# Given instruction:
Which lines in the entries below contain the word "tree"? Report each such line in full, matching case exactly.

# Dataset extract:
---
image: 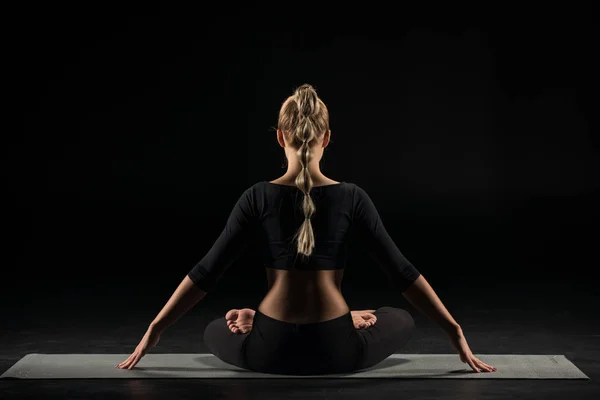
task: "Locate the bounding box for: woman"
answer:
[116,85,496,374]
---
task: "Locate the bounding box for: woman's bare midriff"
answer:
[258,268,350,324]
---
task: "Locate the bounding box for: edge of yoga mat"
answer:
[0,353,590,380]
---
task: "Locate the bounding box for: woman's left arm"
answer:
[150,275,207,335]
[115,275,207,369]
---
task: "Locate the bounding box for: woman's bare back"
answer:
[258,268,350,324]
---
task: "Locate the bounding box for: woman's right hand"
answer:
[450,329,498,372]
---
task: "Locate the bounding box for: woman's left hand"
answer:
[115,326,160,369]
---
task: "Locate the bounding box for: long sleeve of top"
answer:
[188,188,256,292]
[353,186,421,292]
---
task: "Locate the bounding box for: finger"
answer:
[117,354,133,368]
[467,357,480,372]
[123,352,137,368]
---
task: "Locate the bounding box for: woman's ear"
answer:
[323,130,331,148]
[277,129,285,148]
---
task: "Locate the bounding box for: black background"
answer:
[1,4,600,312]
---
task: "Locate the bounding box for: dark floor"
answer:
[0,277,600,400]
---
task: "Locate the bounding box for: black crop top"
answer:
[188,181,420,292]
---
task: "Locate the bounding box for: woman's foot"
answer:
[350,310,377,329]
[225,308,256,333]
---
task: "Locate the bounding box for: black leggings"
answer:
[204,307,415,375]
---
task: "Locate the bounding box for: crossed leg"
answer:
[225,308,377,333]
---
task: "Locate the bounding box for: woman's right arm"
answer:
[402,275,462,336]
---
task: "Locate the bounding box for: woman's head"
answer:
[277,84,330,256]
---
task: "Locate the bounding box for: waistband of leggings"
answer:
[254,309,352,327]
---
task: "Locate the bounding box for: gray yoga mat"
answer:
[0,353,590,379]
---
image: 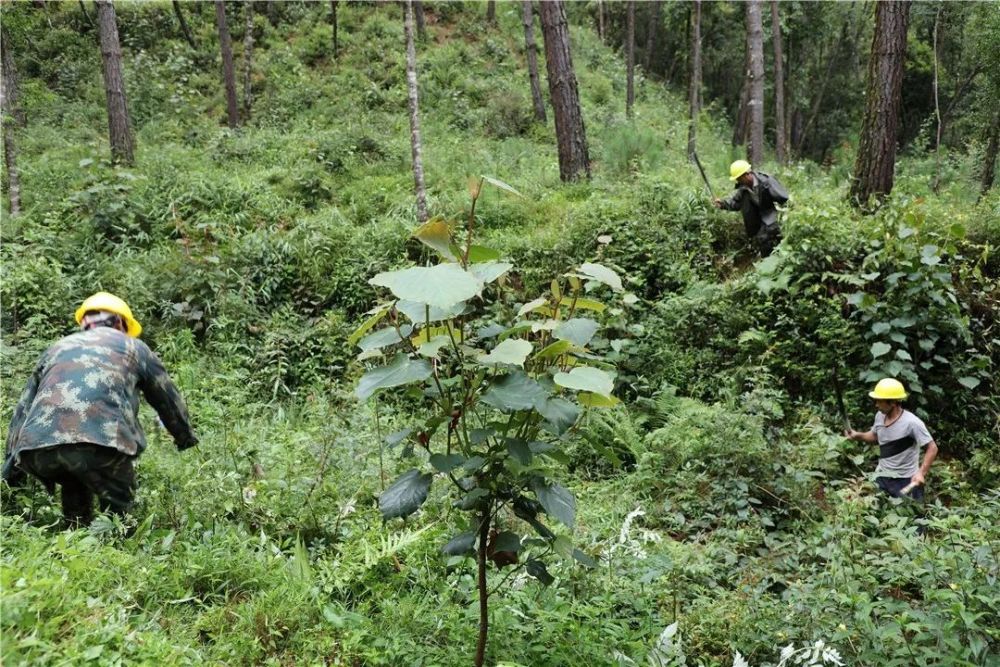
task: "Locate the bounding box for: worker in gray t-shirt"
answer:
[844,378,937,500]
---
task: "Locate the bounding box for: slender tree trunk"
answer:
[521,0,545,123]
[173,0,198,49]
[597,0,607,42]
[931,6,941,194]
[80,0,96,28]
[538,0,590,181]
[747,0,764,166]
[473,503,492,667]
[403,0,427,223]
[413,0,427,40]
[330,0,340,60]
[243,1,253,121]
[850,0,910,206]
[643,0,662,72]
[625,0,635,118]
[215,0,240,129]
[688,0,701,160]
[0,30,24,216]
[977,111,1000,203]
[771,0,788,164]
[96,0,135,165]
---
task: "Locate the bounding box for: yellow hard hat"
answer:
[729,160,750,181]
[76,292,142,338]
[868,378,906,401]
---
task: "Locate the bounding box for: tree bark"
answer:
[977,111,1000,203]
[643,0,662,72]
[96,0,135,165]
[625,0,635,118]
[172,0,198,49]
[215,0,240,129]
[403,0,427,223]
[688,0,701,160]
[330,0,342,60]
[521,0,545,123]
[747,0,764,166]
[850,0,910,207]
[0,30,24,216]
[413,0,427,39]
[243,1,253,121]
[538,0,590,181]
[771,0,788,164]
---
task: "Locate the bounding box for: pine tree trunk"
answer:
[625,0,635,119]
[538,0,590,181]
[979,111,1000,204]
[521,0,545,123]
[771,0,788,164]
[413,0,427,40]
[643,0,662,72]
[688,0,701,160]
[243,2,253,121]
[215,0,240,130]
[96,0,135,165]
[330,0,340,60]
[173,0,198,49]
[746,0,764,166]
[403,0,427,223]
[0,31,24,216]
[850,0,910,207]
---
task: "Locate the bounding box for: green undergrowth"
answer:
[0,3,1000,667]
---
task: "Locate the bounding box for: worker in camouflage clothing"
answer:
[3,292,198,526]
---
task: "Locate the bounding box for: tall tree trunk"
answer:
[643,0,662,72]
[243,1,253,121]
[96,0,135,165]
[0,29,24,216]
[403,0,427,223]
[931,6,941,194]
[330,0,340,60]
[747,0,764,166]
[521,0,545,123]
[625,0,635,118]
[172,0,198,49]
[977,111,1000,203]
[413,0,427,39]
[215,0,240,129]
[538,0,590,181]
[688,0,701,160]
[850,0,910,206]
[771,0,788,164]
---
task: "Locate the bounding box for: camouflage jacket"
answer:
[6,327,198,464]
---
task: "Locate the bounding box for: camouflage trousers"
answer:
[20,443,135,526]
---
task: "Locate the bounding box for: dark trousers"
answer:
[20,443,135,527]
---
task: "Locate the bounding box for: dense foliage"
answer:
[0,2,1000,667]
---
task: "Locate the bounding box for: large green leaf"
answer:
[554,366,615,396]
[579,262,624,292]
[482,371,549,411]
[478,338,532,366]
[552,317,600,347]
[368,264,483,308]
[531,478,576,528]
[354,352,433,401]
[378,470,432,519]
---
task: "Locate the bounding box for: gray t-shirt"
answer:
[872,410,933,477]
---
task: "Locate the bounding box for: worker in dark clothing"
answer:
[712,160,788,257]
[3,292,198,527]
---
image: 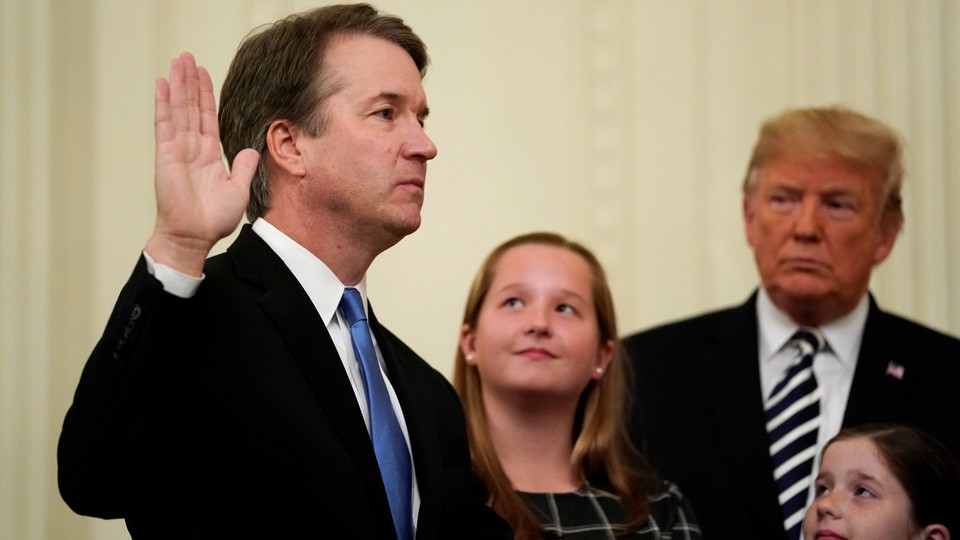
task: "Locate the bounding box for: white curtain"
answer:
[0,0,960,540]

# Exercise solution:
task: "Locate the bounding box for: slender tree trunk"
task: "Locate the bounding box for: tree bark"
task: "Locate the bounding box for: pine tree trunk"
task: "Locate the bounding box for: tall tree trunk"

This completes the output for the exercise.